• [Given exercise]
Update the listing, starting at its first line and ending at the line containing "[542,239,581,257]", so that "annotating" becomes "labeling" and nothing else changes. Return only those lines.

------

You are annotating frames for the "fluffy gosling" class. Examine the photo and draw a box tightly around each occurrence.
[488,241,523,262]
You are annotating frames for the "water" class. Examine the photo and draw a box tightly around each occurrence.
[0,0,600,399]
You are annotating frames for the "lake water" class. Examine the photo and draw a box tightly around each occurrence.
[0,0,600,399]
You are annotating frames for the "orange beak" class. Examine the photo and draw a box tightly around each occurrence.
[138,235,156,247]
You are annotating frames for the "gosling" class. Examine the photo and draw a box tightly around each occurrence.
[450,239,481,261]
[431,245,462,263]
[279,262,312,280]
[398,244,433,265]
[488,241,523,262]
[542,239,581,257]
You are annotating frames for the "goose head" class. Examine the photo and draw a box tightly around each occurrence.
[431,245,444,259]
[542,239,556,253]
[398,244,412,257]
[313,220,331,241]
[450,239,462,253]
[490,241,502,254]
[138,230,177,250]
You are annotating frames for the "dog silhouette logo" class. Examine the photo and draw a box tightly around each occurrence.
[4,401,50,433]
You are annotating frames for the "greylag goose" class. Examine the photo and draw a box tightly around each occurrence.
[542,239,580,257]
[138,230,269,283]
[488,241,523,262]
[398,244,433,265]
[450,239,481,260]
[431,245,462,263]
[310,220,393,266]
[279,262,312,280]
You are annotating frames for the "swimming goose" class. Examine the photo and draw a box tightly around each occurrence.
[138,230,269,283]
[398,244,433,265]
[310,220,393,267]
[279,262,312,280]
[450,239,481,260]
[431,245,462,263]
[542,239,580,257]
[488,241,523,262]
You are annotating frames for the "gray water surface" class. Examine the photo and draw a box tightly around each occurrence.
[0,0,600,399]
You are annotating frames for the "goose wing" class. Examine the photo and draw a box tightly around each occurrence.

------

• [Finished answer]
You are labeling frames for the "fluffy gosling" class. Examine the photo and draw a box tightly around each occurrence.
[488,241,523,262]
You are labeling frames for the "water" class. Examine the photo and draw a box tightly around each occurrence.
[0,0,600,399]
You are labeling frames for the "lake water" class. Examine the photo and draw a box tightly around each occurrence.
[0,0,600,399]
You are labeling frames for the "orange beak" class. Examine the photo and draw a box tightly around each occurrence.
[138,235,156,247]
You are labeling frames for the "gosling" class. Examine the photo and draw a box tightly around each occurrence.
[450,239,481,261]
[431,245,462,263]
[279,262,312,280]
[398,244,433,265]
[488,241,523,262]
[542,239,581,257]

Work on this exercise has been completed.